Box-labeled dataset excerpts
- - - - - - -

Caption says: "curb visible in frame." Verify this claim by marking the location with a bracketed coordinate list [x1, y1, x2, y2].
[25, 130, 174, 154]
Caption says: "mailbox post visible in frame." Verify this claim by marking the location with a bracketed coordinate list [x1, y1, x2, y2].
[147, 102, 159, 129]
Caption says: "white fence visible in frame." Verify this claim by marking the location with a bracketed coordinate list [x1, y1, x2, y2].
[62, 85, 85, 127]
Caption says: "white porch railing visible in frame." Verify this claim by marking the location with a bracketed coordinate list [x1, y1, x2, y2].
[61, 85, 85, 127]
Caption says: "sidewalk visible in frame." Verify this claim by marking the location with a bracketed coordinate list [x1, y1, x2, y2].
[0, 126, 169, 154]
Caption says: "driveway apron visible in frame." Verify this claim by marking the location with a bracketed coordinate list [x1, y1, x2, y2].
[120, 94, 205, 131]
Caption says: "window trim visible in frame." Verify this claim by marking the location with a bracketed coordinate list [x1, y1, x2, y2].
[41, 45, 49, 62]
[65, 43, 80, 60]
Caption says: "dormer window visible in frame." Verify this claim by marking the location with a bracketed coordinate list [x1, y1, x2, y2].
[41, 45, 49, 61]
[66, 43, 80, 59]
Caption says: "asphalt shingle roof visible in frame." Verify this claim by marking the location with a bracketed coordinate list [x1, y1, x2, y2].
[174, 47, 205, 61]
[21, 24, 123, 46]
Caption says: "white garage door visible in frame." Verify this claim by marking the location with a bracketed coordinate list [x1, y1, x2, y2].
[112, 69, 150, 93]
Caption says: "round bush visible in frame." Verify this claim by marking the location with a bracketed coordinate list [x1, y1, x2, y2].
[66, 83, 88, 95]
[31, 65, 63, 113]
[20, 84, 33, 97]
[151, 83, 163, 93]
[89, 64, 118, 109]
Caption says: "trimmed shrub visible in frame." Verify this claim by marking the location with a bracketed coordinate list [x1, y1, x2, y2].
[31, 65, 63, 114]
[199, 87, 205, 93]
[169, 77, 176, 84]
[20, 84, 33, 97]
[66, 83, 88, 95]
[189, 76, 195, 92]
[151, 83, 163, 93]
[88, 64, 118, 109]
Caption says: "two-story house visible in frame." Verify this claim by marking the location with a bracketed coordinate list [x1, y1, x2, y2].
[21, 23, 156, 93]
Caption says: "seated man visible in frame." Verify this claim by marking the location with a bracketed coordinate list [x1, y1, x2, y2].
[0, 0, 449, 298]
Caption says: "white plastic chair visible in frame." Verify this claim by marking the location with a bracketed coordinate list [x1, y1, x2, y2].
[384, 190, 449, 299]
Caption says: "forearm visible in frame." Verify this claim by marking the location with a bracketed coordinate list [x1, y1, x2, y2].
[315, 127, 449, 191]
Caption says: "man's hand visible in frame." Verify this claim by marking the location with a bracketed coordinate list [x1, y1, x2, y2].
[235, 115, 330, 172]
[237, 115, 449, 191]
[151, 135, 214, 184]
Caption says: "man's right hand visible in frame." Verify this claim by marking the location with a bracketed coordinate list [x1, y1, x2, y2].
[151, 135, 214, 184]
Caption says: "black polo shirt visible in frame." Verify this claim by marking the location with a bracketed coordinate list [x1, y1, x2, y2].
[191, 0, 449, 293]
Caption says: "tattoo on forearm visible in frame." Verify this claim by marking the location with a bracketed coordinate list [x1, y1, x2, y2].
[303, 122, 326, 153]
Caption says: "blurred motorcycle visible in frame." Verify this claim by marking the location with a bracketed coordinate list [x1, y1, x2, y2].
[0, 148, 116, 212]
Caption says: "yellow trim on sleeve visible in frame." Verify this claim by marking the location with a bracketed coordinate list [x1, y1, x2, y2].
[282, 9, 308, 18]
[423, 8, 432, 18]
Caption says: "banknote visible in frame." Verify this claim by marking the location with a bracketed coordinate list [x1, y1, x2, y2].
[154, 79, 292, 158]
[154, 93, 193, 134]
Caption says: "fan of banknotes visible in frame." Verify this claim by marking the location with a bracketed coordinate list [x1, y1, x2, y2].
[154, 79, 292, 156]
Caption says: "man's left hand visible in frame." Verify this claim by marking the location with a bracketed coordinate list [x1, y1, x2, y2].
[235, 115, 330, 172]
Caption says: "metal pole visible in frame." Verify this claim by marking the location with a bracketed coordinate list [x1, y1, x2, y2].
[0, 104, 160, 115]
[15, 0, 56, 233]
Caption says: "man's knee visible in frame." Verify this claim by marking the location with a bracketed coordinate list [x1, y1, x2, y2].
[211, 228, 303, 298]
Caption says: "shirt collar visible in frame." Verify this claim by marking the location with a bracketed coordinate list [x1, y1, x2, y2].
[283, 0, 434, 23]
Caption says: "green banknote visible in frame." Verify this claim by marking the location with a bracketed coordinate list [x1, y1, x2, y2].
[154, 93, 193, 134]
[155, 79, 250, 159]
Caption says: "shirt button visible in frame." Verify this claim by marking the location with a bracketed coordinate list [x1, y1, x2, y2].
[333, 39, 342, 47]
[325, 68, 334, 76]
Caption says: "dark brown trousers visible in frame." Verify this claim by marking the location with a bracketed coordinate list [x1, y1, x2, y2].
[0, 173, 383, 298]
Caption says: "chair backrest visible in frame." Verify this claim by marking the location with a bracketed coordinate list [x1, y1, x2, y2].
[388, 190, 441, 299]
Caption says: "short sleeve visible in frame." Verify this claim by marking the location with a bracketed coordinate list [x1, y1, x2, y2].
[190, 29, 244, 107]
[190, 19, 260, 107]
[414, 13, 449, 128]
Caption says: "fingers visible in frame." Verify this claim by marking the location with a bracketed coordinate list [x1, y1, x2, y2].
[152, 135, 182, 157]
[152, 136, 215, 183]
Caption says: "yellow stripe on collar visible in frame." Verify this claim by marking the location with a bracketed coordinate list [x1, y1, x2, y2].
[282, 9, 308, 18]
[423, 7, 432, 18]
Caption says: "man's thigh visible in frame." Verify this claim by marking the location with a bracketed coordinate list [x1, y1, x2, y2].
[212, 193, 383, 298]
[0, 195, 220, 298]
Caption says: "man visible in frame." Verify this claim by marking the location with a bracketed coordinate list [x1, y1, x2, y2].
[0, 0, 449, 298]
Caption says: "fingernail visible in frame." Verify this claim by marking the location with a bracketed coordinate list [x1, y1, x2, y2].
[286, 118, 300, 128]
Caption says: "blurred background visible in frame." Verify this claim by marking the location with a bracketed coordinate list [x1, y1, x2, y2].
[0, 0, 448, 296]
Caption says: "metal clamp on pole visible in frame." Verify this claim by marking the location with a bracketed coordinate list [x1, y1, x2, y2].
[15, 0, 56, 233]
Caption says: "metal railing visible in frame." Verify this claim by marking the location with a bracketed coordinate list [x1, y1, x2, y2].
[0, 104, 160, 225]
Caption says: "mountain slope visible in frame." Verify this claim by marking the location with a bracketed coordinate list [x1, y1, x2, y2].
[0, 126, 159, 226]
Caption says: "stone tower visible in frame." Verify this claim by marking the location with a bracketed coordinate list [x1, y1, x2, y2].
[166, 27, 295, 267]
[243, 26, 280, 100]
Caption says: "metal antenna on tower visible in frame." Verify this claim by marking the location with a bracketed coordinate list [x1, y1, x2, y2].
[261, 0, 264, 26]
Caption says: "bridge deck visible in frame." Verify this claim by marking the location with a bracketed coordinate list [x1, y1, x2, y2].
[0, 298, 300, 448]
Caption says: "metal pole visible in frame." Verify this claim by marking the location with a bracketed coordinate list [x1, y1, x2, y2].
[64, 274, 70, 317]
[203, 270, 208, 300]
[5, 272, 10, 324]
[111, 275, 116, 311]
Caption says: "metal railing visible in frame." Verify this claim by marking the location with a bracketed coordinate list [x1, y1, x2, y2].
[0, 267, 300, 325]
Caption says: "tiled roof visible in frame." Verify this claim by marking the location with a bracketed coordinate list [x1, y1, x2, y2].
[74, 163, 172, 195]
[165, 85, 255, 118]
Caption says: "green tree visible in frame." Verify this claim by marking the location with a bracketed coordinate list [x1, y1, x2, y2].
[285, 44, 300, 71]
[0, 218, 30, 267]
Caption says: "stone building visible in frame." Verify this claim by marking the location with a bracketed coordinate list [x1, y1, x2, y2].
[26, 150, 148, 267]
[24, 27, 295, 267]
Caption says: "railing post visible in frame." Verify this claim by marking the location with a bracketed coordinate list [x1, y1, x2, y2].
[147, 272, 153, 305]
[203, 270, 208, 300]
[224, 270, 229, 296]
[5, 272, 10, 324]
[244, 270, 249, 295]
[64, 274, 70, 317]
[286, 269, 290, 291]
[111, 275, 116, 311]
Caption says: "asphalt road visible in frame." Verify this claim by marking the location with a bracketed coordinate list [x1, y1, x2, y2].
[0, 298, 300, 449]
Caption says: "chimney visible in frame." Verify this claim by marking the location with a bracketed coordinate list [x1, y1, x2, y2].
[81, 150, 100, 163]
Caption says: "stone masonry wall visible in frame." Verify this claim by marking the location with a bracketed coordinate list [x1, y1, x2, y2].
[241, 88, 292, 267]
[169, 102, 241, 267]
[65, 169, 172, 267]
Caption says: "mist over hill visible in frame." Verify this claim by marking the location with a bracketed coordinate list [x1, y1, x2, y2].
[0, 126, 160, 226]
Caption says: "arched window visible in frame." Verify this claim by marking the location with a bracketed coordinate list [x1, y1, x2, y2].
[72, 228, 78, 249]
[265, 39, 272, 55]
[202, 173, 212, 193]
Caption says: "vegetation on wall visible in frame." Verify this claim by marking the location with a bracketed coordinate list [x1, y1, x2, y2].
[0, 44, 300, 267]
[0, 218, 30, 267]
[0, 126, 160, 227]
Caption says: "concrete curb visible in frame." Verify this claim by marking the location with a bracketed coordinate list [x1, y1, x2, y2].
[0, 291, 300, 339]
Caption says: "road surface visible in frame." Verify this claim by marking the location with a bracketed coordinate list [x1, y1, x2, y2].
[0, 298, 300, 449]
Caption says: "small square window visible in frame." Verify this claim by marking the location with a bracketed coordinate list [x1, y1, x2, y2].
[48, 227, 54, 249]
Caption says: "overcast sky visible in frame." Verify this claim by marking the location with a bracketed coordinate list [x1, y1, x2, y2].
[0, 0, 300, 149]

- - - - - - -

— BRIEF —
How many lines in the listing above contain the string "green"? Reply with the number only.

— OUTPUT BELOW —
2